◆ Exercise prompt
Quote the records beneath, complete and exact. Leave out images.

◆ Stored rows

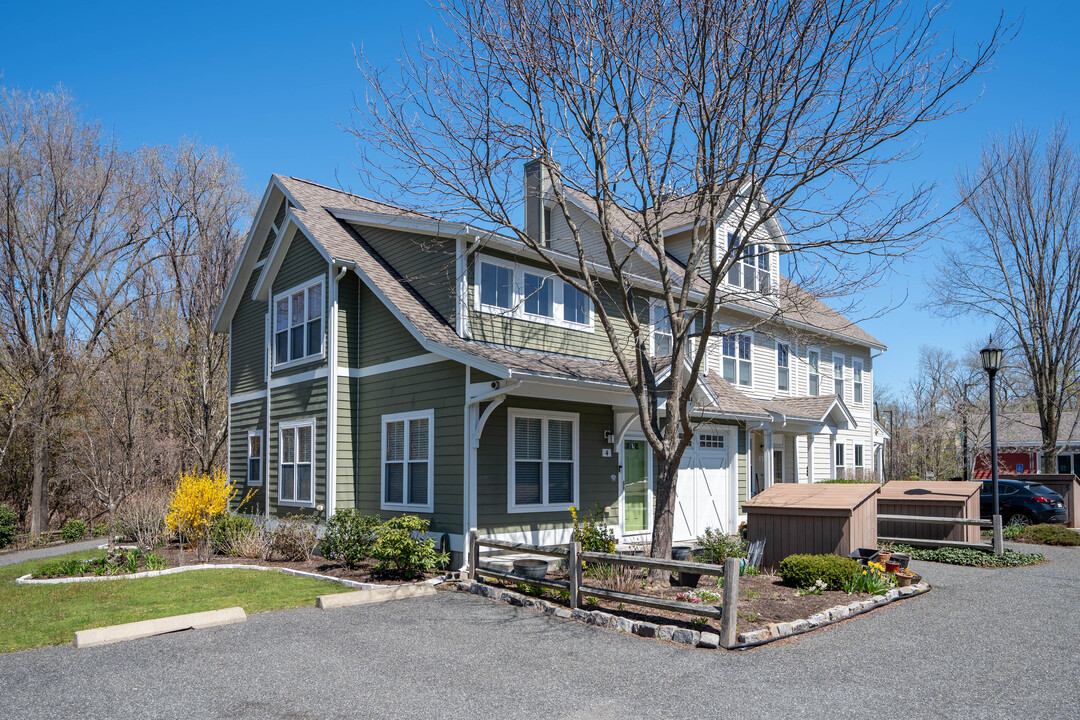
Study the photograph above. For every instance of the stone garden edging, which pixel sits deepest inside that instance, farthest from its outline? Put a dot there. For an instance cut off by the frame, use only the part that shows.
(834, 614)
(29, 580)
(693, 638)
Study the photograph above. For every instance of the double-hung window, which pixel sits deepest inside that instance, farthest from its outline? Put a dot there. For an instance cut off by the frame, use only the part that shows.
(737, 365)
(543, 465)
(661, 329)
(813, 362)
(496, 286)
(407, 467)
(539, 296)
(255, 458)
(783, 371)
(296, 460)
(298, 324)
(751, 270)
(838, 375)
(856, 381)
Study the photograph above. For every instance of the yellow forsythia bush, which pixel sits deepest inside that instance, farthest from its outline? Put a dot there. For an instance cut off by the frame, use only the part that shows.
(197, 502)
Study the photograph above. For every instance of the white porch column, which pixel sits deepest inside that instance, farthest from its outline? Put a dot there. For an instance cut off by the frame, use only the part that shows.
(768, 471)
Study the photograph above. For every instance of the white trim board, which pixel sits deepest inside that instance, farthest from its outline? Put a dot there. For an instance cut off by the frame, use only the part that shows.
(393, 366)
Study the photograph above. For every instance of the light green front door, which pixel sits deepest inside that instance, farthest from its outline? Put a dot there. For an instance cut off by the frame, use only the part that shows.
(635, 487)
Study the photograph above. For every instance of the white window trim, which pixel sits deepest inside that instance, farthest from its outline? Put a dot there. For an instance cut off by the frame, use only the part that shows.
(247, 459)
(516, 310)
(862, 371)
(844, 375)
(811, 349)
(791, 376)
(397, 417)
(314, 442)
(544, 416)
(321, 281)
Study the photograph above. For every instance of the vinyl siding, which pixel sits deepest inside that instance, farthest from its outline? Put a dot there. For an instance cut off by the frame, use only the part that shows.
(518, 333)
(304, 263)
(302, 401)
(244, 418)
(247, 338)
(428, 265)
(595, 484)
(439, 386)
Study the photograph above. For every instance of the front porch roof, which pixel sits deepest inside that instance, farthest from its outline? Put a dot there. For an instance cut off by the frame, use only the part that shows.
(814, 409)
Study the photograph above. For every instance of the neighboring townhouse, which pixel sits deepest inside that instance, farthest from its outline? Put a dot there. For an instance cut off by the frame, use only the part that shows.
(1020, 443)
(389, 362)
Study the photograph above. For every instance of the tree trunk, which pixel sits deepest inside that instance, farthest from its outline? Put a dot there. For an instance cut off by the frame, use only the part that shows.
(39, 497)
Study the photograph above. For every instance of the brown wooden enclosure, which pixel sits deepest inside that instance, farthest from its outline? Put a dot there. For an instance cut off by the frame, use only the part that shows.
(815, 518)
(1066, 486)
(930, 499)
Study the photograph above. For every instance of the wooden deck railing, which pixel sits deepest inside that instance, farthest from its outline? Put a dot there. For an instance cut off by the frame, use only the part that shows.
(575, 557)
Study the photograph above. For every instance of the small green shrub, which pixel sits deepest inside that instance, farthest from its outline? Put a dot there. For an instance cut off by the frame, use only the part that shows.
(971, 556)
(295, 539)
(350, 537)
(1050, 534)
(401, 548)
(227, 529)
(805, 570)
(716, 547)
(72, 530)
(9, 526)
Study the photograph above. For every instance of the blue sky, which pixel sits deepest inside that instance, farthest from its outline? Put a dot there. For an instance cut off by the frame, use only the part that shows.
(271, 81)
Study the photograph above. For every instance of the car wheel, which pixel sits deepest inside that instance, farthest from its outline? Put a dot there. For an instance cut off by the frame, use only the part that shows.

◆ Complete output
Study the photograph above. For every instance of the stone garden edging, which pixel sits deepest inside that instance, farthest from its outline? Put a dot there. For an instance cut off by the frame, use only the part that shows.
(834, 614)
(29, 580)
(693, 638)
Study the photograph above. For every instance of the double-hung window, which pixel sits deepest inside that instance, farthest from its outline? Put a dot there. For an instance cut off by the frame, use only the part that shows.
(737, 365)
(543, 465)
(661, 329)
(813, 362)
(496, 286)
(407, 467)
(539, 296)
(255, 458)
(783, 371)
(296, 460)
(298, 324)
(751, 270)
(838, 375)
(856, 381)
Study the photograph above. For every instance of the yellow forsythia bush, which pixel sits deepest inside that instance, farthest from its outline? Put a dot there. For an instance cut off by the frame, use only the part that shows.
(197, 502)
Study the photograph above. For every instance of the white porch column, which pixel sits deepest inside that instance, farthest from its outline? Put a dot there. For an instance cut off by the frame, use only the part that shows.
(768, 471)
Study the photograph above. For every instance of the white trim board, which pixel sits deepest inside that instance, farthest from its outline? Put a dot there. For an instance cut off by the frame, use only the part that shows.
(393, 366)
Study the photograph above. For every instance of the light green front door, which pixel sits deepest inside that instance, farthest from its outline? Put a dot there. For an instance cut off by the frame, use only the part that shows.
(635, 487)
Study the photograph above. For every instance of the white window trim, which pixel sits deepest inside that instance, farthest from its outline? Put a dot there. For an instance cut off by the frame, use only the part that shows.
(247, 459)
(516, 310)
(862, 371)
(844, 375)
(811, 349)
(791, 376)
(397, 417)
(314, 442)
(544, 416)
(321, 281)
Study the photograph above. For every instance of the vinyl siding, which pixel sits deepest inside that instance, farthest from its outline? Put a dot there. For an instance cut off by the frame, use only the part that shows.
(518, 333)
(304, 263)
(302, 401)
(244, 418)
(247, 338)
(428, 265)
(595, 484)
(439, 386)
Study the photograph above. For every instance of the front porch roof, which pixel sits deepest inside that instance, farthest from its outline? Put a dot there. For an instance cut off by the frame, use only the part that shows.
(814, 409)
Study the photograph above. For every instance of the neighboring townhouse, which pixel sits deepest inside that instance, farthest from its outline? Put a dot there. For an instance cut off by the frame, use only the part that shows.
(1020, 443)
(389, 362)
Study the photograph above. For every instance of the tree trunk, which pixel sits deepest inside that instance, farthest from its outline? Put a dot there. For an instance cut off by the frame, use only the part that shows.
(39, 497)
Study the photograph above. For every instance of the brown wooden enclosure, which pixel sits deepest inside that instance, farthest from its outline? Put a dot there. For an instance cut off by the frame, use only the part that shows.
(815, 518)
(1066, 486)
(930, 499)
Study the photograph above. For every instance of the wooden deck railing, which pixel sits deepest inside that instance, farthest from its outline? Put a dot there. For an instance cut off by the frame, use only the part that shows.
(575, 557)
Study the photograph above. For every instance of the small green shrub, which pixel sits deepest inside that instance, farthest from its outline? Put a dot there. For an instance cut off by the frame, use only the part that shows.
(971, 556)
(295, 539)
(350, 537)
(1050, 534)
(401, 548)
(227, 529)
(805, 570)
(716, 547)
(72, 530)
(9, 526)
Study the photograph above. For every instance of the blue sky, which pixel sits deepest inside that instance, farthest from its outline? Put a dot there. For an instance cut off by the frame, use only the part that shows.
(271, 81)
Study the photograph above. For every instance of the car wheel, which pixel sits deepest inside that instance, farthest from its outline? Put a dot there. For an instance cut off by the frame, use only the part that shows.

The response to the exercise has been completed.